Records of labeled boxes:
★ ★ ★ ★ ★ ★ ★
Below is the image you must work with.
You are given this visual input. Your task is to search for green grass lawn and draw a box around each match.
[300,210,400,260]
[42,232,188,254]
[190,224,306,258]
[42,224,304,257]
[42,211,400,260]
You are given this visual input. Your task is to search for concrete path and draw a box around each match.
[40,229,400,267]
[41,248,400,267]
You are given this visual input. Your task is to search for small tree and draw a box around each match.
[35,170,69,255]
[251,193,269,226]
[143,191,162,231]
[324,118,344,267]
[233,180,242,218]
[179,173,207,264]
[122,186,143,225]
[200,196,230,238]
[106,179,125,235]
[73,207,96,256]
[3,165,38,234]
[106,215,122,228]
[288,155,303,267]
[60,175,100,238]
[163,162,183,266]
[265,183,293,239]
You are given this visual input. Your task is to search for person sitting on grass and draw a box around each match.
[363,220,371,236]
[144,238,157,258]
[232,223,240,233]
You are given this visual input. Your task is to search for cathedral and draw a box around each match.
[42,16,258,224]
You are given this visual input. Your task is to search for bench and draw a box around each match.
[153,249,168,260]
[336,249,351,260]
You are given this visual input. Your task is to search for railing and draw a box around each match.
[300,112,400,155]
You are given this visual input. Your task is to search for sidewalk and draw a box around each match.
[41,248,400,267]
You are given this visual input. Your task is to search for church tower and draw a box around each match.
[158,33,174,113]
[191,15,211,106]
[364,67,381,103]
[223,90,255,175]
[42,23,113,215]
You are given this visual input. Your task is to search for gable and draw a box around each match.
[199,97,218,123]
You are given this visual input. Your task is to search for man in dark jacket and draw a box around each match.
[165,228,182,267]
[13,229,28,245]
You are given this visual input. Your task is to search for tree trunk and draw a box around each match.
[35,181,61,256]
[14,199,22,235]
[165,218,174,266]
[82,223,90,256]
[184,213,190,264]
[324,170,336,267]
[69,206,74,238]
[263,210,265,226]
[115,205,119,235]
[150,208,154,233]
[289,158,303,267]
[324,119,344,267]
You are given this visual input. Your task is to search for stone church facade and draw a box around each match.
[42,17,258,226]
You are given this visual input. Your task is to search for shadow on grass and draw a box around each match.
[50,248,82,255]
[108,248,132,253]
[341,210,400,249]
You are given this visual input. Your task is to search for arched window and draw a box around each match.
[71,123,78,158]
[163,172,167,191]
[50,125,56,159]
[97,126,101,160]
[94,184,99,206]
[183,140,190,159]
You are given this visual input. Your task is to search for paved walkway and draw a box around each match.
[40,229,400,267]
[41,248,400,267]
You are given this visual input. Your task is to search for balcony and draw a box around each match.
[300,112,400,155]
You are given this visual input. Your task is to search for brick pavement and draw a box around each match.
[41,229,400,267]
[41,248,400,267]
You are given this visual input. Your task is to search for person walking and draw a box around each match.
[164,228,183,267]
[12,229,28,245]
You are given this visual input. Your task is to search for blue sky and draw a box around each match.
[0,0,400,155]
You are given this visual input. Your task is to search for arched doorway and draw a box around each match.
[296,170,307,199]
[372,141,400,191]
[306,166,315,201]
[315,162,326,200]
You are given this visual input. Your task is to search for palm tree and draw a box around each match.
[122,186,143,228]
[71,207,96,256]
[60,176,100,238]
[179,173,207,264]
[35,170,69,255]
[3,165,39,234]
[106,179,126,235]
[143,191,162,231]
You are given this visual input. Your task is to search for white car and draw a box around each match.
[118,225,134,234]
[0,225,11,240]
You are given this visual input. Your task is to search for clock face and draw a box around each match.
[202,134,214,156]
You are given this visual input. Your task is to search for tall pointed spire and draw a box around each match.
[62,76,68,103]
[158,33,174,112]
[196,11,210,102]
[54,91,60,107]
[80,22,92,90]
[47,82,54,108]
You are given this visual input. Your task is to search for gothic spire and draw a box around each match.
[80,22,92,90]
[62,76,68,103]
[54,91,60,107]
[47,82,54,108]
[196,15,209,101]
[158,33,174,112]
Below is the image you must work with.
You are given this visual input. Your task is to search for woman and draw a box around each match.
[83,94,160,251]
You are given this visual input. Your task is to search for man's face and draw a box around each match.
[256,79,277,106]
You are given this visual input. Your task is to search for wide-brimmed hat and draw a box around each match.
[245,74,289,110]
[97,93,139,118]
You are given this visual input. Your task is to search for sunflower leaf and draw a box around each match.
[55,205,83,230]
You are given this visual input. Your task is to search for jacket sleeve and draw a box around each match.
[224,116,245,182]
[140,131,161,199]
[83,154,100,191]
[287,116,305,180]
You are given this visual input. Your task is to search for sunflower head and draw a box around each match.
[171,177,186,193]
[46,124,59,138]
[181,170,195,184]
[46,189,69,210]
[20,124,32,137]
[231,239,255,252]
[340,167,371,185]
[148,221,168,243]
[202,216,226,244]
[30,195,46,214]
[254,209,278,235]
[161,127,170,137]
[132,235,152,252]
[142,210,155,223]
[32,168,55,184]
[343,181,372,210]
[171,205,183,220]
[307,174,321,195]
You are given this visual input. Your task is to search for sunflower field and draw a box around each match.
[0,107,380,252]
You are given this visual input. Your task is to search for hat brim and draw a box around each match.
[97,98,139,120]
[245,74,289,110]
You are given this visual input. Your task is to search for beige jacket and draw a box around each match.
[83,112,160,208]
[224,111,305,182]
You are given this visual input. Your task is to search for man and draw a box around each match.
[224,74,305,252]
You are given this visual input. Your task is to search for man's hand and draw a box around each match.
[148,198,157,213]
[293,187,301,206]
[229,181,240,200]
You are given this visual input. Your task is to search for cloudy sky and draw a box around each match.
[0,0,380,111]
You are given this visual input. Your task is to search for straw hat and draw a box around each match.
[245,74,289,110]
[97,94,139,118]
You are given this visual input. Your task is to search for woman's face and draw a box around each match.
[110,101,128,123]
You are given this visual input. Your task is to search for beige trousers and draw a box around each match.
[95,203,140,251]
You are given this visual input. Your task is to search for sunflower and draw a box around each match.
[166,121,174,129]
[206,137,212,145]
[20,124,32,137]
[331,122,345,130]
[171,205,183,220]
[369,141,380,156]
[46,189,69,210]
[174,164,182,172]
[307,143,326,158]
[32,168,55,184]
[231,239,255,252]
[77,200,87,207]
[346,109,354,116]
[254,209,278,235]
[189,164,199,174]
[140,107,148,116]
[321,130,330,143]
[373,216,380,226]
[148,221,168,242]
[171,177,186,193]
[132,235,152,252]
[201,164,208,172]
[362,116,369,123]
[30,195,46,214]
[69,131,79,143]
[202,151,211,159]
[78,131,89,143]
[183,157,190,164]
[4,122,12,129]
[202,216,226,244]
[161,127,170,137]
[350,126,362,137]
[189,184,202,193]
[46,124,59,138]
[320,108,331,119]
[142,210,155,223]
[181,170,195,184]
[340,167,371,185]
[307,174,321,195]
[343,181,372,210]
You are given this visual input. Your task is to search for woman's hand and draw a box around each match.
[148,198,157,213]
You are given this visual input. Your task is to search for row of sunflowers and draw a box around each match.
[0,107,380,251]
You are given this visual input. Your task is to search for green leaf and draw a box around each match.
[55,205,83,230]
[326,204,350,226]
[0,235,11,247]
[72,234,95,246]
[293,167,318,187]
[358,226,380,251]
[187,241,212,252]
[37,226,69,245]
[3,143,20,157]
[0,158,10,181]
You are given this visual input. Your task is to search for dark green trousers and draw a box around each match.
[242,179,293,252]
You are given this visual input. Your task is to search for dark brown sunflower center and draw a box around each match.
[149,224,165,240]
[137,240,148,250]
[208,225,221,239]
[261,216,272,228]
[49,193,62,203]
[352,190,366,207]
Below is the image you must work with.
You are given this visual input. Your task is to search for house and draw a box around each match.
★ ★ ★ ★ ★ ★ ★
● Exercise goal
Reproduce the listing starting at the line that contains "sleeve and draw a box around each match." and ending at the line that contains "[287,116,305,180]", keeping the requests in place. Multiply every box coordinate by 2.6 and round each result to a whole number, with halves rounded up.

● Written response
You are given this visual input. Your task is to search for jacket sleeve and draw a box around each match.
[582,302,637,473]
[364,341,419,517]
[216,400,260,497]
[746,302,793,468]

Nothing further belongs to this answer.